Beer, wine and spirit sales plummeted as Australians were forced to stay at home. Photo: Getty

Cider sales suffered the biggest decline with a 61 per cent drop in volume while beer fell 44 per cent “due to the loss of social occasions”.

Small and medium sized wine producers who rely on restaurants also reported losses of up to 70 per cent.

Meanwhile, local distillers witnessed revenue declines of up to 80 per cent, with the shutdown of regional tourism adding to the tale of woe.

“We call on our political leaders to have a laser-like focus on job creation and minimising regulatory and tax burdens as we come out of this crisis,” said Mr Wilsmore.

“This will be vital to our successful revival so that we can continue to provide employment opportunities and future careers for young Australians.”

The report follows ABS statistics revealing Australians were actually drinking less in isolation, contrary to popular headlines. 

Pub warning

The Alcohol Beverages Australia report comes as NSW prepares to allow up to 50 people in restaurants, pubs and cafes in June, with a warning to young people to behave when going out again.

NSW Health Minister Brad Hazzard said people in the 20 to 39 age bracket formed almost 40 per cent of the state’s coronavirus cases.

“As we’re freeing up our restrictions, particularly around clubs and hotels and so on, we need a very powerful message and reminder to the fact that these young people who may think they are invincible are actually not,” Mr Hazzard said.

“They can have no symptoms, or they can have very mild symptoms, and they can transfer those symptoms to people who are extremely vulnerable.”

Victoria remains on track for pubs, restaurants and cafes to open to limited numbers from June 1.

With pubs off-limits, giving up alcohol hasn’t been hard. Photo: AAP

Meanwhile a Darwin pub was issued a warning by Northern Territory Police for failing to comply with coronavirus regulations on Friday night, while another voluntarily shut its doors after being “overwhelmed” by patrons.

Another Darwin venue said in-house coronavirus safety measures were not working or proving difficult to manage, the ABC reports.

“The restrictions, I don’t know how well thought out they were. We do our best to follow them and we encourage our patrons to follow them,” said Matt Mulga, owner of Lola’s Pergola in Cullen Bay.

“A two-hour restriction, you’re encouraging a pub crawl; you’re encouraging patrons to go from this bar to that bar to that bar.”

Australian death toll

The Australian coronavirus death toll has risen to 102 after a Victorian man in his 60s died in Victoria.

It is not yet known how the man contracted the illness. His death brought the state death toll to 19 on Saturday.

Victoria’s confirmed COVID-19 cases rose by 10 on Saturday, four of which were detected in returned overseas travellers in hotel quarantine.
══════
EXERCISE 1
Name every person the article on alcohol sales and pub restrictions identifies by name.
EXERCISE 2
Reproduce the portion of the article on alcohol sales and pub restrictions between "Small and medium" and "said Mr Wilsmore.", inclusive.
══════
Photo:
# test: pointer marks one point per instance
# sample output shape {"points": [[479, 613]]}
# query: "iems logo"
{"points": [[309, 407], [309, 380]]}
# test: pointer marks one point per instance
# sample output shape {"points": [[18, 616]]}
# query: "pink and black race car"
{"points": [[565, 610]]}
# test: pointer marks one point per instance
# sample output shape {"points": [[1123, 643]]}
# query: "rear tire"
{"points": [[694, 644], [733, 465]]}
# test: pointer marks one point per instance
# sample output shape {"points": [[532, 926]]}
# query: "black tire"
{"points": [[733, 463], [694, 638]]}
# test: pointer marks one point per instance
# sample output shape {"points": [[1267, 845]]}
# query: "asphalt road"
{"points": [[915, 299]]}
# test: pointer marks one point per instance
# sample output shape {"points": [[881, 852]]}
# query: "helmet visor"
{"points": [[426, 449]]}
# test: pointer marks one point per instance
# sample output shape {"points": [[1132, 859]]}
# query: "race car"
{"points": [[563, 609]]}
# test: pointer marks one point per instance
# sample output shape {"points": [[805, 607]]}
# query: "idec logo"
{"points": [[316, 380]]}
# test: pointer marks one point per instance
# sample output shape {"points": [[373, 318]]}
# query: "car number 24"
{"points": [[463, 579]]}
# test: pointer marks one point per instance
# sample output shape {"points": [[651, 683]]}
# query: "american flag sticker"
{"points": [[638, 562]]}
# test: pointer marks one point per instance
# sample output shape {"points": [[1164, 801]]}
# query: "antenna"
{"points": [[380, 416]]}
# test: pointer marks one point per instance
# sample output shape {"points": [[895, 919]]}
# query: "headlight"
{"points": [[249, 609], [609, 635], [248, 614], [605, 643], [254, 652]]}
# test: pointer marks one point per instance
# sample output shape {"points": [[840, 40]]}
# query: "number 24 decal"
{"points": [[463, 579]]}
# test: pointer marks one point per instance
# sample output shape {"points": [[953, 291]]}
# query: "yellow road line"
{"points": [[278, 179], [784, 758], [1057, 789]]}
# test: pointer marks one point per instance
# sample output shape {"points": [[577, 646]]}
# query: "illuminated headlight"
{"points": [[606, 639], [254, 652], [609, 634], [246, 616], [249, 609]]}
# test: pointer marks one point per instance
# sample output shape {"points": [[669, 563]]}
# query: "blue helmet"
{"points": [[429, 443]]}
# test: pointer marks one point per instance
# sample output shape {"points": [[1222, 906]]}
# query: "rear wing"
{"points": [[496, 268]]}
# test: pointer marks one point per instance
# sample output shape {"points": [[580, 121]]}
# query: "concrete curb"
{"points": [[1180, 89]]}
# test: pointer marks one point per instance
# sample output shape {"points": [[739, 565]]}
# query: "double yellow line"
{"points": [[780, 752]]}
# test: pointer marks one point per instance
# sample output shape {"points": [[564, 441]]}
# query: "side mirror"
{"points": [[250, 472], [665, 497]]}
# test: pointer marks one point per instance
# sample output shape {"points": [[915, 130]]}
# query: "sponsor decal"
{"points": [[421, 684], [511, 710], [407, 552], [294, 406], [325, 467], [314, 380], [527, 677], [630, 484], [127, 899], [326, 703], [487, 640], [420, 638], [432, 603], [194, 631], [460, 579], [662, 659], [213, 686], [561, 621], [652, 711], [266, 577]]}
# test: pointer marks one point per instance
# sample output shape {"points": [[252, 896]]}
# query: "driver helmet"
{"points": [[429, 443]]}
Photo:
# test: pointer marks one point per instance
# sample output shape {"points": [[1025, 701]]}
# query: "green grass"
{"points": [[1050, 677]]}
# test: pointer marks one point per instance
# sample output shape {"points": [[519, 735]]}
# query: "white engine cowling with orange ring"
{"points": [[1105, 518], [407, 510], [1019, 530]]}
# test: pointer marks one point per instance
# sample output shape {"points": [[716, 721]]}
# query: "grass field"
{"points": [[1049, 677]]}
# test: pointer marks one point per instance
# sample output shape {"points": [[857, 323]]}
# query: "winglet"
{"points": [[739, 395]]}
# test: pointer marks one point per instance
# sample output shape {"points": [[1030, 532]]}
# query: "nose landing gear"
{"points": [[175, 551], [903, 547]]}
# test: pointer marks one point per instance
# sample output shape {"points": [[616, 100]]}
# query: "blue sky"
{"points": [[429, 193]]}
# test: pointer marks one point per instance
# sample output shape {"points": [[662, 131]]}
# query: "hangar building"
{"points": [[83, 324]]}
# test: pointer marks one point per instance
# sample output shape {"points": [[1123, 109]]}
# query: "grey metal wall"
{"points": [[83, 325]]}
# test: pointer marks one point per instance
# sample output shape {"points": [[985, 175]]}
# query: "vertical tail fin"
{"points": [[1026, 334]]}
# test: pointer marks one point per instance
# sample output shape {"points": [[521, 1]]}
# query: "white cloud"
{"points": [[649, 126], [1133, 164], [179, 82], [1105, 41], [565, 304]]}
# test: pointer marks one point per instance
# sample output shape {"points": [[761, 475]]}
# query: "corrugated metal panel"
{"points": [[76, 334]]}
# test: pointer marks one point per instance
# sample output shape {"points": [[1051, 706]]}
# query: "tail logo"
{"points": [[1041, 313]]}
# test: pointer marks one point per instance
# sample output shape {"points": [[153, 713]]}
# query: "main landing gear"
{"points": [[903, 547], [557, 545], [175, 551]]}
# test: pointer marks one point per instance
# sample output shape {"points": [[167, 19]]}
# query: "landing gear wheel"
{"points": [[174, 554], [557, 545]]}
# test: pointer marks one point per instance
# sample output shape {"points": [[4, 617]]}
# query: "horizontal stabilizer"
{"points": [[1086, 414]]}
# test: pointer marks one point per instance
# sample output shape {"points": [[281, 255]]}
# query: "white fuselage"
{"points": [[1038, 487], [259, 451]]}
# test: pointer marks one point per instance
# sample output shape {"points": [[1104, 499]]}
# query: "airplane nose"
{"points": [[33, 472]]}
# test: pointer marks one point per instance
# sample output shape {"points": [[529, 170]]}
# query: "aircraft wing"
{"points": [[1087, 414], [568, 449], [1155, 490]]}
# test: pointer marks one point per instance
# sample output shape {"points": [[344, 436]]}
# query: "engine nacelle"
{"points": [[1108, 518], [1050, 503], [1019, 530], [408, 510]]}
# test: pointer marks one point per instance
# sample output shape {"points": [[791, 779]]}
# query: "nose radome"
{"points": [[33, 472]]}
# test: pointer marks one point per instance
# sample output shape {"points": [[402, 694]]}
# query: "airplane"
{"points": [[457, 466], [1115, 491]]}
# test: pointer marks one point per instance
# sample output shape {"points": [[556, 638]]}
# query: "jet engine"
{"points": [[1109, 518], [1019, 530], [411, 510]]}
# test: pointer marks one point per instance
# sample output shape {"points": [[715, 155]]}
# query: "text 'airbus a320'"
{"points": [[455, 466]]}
══════
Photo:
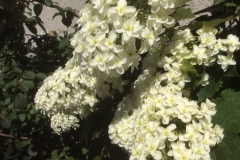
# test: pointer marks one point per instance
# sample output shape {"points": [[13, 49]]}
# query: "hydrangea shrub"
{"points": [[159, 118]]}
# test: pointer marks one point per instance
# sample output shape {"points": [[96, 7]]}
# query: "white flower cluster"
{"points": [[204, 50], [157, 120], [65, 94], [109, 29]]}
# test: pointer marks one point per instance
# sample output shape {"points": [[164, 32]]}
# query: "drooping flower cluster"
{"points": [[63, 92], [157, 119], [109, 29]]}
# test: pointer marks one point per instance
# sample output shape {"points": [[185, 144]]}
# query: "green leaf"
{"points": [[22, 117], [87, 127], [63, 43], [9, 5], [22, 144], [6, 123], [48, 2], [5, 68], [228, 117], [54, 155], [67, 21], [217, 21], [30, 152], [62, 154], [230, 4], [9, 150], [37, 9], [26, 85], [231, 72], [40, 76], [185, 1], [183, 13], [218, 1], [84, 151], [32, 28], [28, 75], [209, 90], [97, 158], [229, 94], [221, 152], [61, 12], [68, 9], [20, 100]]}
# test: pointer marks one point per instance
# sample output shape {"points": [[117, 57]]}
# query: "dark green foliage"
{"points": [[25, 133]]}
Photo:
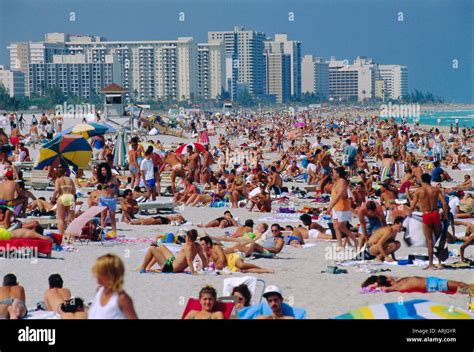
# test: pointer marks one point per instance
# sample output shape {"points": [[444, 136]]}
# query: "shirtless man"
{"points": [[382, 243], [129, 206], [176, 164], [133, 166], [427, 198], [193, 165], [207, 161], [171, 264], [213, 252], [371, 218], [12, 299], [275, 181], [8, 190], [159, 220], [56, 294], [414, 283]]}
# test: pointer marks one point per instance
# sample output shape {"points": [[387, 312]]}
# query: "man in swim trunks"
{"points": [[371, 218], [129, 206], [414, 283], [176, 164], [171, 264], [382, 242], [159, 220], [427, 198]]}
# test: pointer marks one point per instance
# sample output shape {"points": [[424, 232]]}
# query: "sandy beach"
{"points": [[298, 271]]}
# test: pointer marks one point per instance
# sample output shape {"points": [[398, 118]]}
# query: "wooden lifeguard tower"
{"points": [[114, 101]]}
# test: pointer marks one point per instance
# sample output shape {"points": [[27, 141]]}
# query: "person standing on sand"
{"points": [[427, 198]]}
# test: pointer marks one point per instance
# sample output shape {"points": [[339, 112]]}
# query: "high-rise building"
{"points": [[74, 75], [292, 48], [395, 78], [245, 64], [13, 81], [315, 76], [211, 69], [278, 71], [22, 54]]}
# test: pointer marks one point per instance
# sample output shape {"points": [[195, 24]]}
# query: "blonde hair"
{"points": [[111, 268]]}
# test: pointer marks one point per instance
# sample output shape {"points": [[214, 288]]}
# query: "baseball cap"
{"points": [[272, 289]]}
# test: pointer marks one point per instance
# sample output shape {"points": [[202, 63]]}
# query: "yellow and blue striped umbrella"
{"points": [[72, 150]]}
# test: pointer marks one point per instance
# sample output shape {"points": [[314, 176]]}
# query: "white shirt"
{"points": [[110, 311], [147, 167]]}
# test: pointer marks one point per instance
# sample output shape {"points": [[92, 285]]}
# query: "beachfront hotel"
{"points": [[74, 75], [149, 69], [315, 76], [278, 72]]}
══════
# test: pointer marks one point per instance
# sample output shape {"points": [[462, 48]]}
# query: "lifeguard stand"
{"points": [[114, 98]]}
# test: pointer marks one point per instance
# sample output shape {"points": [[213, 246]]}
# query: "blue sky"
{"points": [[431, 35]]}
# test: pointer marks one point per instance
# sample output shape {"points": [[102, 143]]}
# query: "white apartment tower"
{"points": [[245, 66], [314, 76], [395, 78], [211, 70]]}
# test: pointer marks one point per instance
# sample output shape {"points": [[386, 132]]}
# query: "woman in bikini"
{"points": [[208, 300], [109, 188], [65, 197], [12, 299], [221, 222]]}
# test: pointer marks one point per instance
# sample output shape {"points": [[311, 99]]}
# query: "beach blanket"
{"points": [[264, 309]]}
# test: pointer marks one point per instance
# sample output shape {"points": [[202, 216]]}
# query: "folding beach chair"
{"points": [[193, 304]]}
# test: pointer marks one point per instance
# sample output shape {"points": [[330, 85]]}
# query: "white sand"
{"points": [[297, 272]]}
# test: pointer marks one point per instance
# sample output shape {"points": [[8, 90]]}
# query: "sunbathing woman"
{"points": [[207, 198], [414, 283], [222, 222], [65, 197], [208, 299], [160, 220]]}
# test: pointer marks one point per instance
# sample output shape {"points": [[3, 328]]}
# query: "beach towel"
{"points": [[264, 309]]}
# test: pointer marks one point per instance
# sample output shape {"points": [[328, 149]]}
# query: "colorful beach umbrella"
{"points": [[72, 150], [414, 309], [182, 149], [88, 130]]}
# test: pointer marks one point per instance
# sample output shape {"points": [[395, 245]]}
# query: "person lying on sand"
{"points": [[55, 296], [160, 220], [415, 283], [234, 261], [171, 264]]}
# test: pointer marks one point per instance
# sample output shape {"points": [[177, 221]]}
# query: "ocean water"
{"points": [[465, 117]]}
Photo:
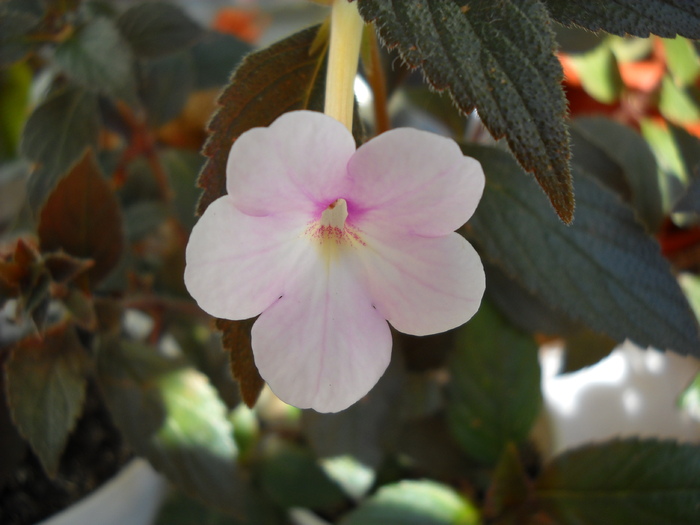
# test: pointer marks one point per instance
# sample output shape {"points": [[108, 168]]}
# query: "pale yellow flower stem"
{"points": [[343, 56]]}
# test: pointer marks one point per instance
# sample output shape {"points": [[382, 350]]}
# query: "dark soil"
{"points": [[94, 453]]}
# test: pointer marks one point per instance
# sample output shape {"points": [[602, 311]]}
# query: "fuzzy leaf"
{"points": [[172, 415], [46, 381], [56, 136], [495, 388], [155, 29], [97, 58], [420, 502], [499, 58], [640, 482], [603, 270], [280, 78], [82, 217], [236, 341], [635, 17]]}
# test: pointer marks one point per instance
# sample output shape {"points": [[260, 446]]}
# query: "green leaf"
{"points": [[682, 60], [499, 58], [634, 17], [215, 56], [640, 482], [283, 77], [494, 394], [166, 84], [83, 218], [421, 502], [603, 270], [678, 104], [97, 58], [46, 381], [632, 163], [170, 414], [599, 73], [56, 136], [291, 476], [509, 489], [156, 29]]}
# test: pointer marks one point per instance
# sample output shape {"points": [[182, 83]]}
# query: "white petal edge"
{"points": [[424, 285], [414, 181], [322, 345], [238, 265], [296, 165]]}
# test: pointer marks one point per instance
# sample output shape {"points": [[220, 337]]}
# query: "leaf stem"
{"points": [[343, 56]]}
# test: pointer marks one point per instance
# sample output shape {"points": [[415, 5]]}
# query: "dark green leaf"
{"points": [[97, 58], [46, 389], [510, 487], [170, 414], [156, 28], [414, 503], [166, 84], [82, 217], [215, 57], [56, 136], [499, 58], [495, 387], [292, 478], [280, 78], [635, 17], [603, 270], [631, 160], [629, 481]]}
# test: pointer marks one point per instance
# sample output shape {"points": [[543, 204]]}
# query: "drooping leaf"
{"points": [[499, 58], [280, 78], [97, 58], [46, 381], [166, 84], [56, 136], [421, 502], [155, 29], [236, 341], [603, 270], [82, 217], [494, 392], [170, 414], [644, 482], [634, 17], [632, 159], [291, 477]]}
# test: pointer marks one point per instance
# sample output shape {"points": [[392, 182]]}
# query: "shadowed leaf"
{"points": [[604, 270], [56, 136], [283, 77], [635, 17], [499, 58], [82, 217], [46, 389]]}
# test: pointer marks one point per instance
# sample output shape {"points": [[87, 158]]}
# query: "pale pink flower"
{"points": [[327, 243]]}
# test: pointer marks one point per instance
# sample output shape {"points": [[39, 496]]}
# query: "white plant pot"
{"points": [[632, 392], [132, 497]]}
══════
RESULT 1
Mr Wilsmore, Brad Hazzard, Matt Mulga

RESULT 2
Small and medium sized wine producers who rely on restaurants also reported losses of up to 70 per cent.

Meanwhile, local distillers witnessed revenue declines of up to 80 per cent, with the shutdown of regional tourism adding to the tale of woe.

“We call on our political leaders to have a laser-like focus on job creation and minimising regulatory and tax burdens as we come out of this crisis,” said Mr Wilsmore.